## Exercise materials
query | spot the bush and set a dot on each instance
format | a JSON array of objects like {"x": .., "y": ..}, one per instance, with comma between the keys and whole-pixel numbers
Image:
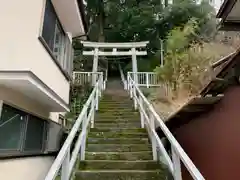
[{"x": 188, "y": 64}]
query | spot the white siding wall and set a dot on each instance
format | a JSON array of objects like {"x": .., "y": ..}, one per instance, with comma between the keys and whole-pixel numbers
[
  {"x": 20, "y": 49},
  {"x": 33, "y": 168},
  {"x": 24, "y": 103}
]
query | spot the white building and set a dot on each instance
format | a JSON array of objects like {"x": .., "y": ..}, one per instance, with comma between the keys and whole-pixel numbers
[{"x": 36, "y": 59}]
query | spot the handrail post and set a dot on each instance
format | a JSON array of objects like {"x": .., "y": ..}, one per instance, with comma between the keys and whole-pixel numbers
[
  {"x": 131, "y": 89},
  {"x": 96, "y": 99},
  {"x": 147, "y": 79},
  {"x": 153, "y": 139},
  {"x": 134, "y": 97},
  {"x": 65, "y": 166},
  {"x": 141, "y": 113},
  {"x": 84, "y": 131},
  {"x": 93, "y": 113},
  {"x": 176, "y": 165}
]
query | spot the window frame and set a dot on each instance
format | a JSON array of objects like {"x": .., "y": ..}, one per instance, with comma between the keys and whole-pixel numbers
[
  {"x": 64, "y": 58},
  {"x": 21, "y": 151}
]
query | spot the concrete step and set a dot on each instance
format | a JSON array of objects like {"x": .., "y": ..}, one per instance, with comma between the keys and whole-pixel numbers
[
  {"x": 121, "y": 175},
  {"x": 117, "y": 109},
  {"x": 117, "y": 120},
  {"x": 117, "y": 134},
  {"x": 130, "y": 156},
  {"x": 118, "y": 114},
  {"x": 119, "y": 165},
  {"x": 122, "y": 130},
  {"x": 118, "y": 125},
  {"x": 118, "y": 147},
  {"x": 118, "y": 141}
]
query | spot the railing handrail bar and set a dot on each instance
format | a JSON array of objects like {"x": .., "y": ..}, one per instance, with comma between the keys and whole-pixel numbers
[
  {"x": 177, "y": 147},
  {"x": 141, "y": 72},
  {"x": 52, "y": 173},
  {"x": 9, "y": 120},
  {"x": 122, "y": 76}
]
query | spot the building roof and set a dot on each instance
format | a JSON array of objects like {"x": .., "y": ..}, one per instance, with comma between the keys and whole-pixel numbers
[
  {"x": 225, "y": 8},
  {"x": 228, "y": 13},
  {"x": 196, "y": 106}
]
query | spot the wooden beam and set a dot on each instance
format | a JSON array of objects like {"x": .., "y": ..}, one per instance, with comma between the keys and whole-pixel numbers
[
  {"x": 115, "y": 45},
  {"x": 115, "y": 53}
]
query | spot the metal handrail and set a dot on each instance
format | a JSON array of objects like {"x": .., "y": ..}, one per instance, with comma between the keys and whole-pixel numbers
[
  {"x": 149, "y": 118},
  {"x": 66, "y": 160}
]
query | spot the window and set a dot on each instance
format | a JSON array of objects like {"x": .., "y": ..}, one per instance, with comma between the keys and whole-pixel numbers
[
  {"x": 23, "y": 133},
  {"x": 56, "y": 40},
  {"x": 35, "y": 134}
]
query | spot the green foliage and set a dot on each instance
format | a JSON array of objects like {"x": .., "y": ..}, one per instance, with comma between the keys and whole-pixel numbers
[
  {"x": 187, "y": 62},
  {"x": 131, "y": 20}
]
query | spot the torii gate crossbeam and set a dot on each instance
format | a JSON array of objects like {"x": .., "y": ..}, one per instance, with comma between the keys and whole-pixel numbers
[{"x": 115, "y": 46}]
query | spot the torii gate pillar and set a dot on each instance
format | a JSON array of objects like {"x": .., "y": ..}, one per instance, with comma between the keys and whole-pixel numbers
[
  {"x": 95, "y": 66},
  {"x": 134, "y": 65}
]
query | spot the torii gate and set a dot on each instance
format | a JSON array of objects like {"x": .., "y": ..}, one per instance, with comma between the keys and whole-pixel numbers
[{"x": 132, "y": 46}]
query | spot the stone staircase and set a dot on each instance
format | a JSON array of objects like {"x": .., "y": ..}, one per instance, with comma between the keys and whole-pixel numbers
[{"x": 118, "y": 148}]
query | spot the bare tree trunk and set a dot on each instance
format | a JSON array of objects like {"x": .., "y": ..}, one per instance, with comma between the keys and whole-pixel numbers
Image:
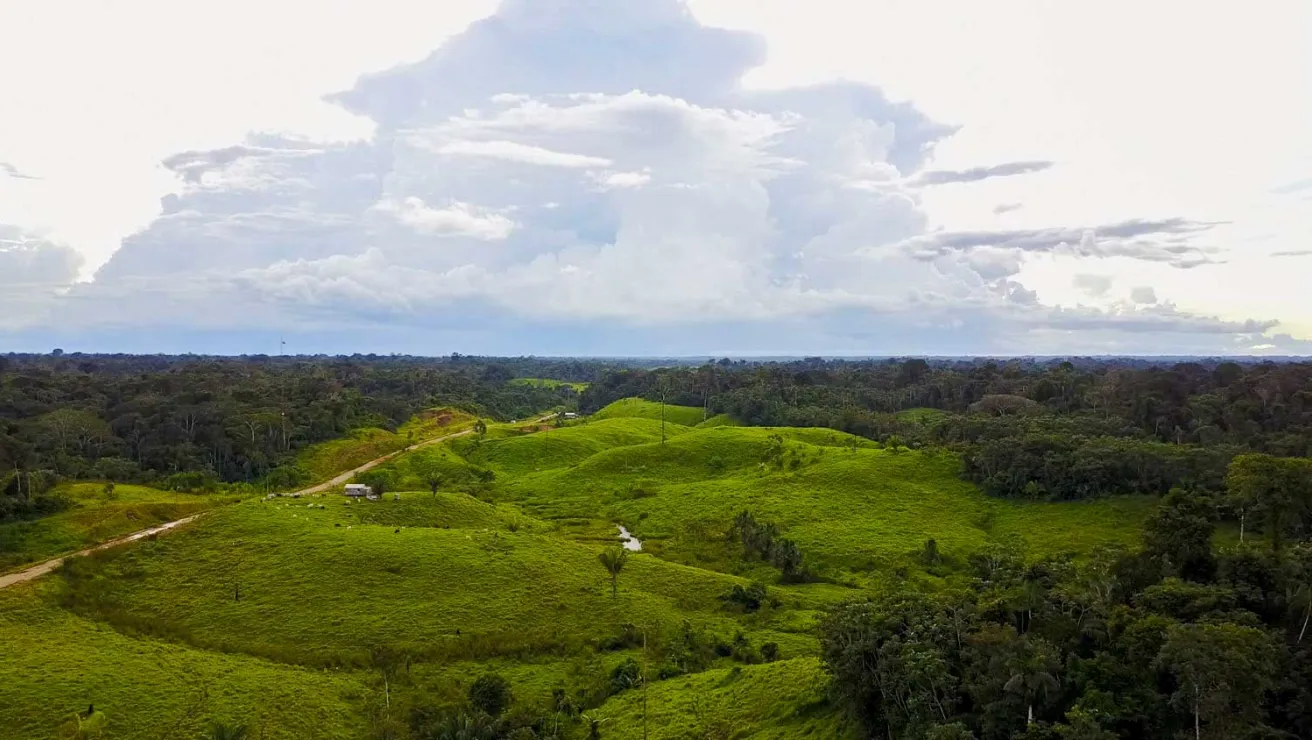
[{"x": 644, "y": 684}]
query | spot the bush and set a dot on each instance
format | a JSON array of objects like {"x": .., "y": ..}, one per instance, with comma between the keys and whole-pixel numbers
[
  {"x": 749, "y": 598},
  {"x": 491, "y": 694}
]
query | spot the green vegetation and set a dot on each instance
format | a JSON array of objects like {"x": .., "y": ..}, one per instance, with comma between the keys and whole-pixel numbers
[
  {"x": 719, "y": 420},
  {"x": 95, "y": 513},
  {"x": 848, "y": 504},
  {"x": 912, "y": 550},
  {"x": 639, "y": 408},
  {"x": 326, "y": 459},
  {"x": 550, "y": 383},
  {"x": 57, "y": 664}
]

## Prompt
Omit the pictures and reproduce the listing exactly.

## Problem solution
query | spot the bush and set a dot on each instance
format | a JSON array of objects like {"x": .., "y": ..}, one per instance, with comma between the keys and whole-pixel numbers
Image:
[{"x": 188, "y": 64}]
query | spot the white siding wall and set a dot on each instance
format | a JSON array of objects like {"x": .., "y": ..}, one per instance, with comma between the keys and whole-pixel numbers
[
  {"x": 20, "y": 49},
  {"x": 33, "y": 168},
  {"x": 24, "y": 103}
]
query | spot the white building and set a dot on each instance
format | a JSON array of objects like {"x": .., "y": ..}, one per instance, with comma between the keys and whole-pixel numbers
[{"x": 36, "y": 59}]
query | spot the handrail post and set a dot on each instance
format | a JSON array of objects like {"x": .., "y": ..}, one per instance, with comma between the keys and whole-pixel numbers
[
  {"x": 131, "y": 89},
  {"x": 96, "y": 99},
  {"x": 147, "y": 79},
  {"x": 153, "y": 139},
  {"x": 134, "y": 97},
  {"x": 65, "y": 166},
  {"x": 141, "y": 113},
  {"x": 84, "y": 131},
  {"x": 93, "y": 113},
  {"x": 176, "y": 165}
]
query | spot the window frame and set a dot on each instance
format | a JSON array of objects like {"x": .., "y": ..}, one per instance, with comma between the keys and whole-pixel numbers
[
  {"x": 64, "y": 58},
  {"x": 21, "y": 151}
]
query | spot the concrete step and set a dot on each instance
format | a JSON array of objects like {"x": .., "y": ..}, one per instance, with comma between the keys and whole-pixel numbers
[
  {"x": 121, "y": 175},
  {"x": 117, "y": 109},
  {"x": 117, "y": 120},
  {"x": 117, "y": 134},
  {"x": 130, "y": 156},
  {"x": 118, "y": 114},
  {"x": 119, "y": 165},
  {"x": 122, "y": 130},
  {"x": 118, "y": 125},
  {"x": 118, "y": 147},
  {"x": 118, "y": 141}
]
query | spot the railing handrail bar and set a dot on each instance
format | a JSON array of objects like {"x": .., "y": ..}, one per instance, with comma between the keys and whole-pixel numbers
[
  {"x": 177, "y": 147},
  {"x": 141, "y": 72},
  {"x": 52, "y": 173},
  {"x": 9, "y": 120},
  {"x": 122, "y": 76}
]
query | spot the building roof and set a dot on each instance
format | a JSON array of objects like {"x": .., "y": ..}, one per instance, with comma between the keys and whole-pixel numbers
[
  {"x": 225, "y": 8},
  {"x": 228, "y": 13},
  {"x": 196, "y": 106}
]
query | spot the wooden beam and set a dot on each instance
format | a JSON array of objects like {"x": .., "y": ..}, one per instance, with comma between the keys and whole-pixel numbers
[
  {"x": 115, "y": 45},
  {"x": 115, "y": 53}
]
query | spot the metal handrail and set a dot on each instance
format | a JSON array of objects like {"x": .., "y": ..}, one per instance, with comma between the keys and whole-pixel numbers
[
  {"x": 149, "y": 118},
  {"x": 66, "y": 160}
]
query | spot the window and set a dot on each instance
format | a JSON array of objects like {"x": .., "y": ..}, one per instance, with comma between the keys and whole-pixel numbers
[
  {"x": 23, "y": 133},
  {"x": 56, "y": 40},
  {"x": 35, "y": 134}
]
query | spot the green foliage and set a dot on each instance
format | a JSON array of objects like {"x": .., "y": ..}, one per instance, with comma between the keys and whole-pixel numbers
[
  {"x": 187, "y": 62},
  {"x": 131, "y": 20}
]
query | spot the torii gate crossbeam and set a dot on each instance
format | a JSON array of objects like {"x": .., "y": ..}, one per instance, with comma between the keys and whole-pixel numbers
[{"x": 115, "y": 46}]
query | spot the torii gate pillar and set a dot on each instance
format | a JSON array of objects like {"x": .., "y": ..}, one per instance, with comma between the keys and whole-pixel numbers
[
  {"x": 95, "y": 66},
  {"x": 134, "y": 65}
]
query | spot the torii gate and set a dot on each instance
format | a JSON array of objects like {"x": .., "y": ..}, one per instance, with comma between the keys and whole-pixel numbers
[{"x": 132, "y": 46}]
query | spot the stone staircase and set a dot on each instance
format | a JSON array of objects like {"x": .., "y": ..}, one per instance, with comma between the keys and whole-pixel numbers
[{"x": 118, "y": 148}]
query | spot the bare tree trunk and set a dot on each instance
format | a JSON array of objects like {"x": .., "y": ..}, one per instance, with comma between the keys and whole-pixel numbers
Image:
[{"x": 644, "y": 684}]
query | spot the bush and set a dot on each instance
format | a JSON array of objects like {"x": .., "y": ..}, one per instance, with comma between the keys and whole-pixel numbers
[
  {"x": 749, "y": 598},
  {"x": 491, "y": 694}
]
query | spot the green vegetation and set a dot on each instance
format | a JSON array of objects like {"x": .., "y": ..}, one per instance, with comma between the keys and whole-pixel numbers
[
  {"x": 719, "y": 420},
  {"x": 95, "y": 513},
  {"x": 848, "y": 504},
  {"x": 912, "y": 550},
  {"x": 639, "y": 408},
  {"x": 326, "y": 459},
  {"x": 550, "y": 383},
  {"x": 57, "y": 664}
]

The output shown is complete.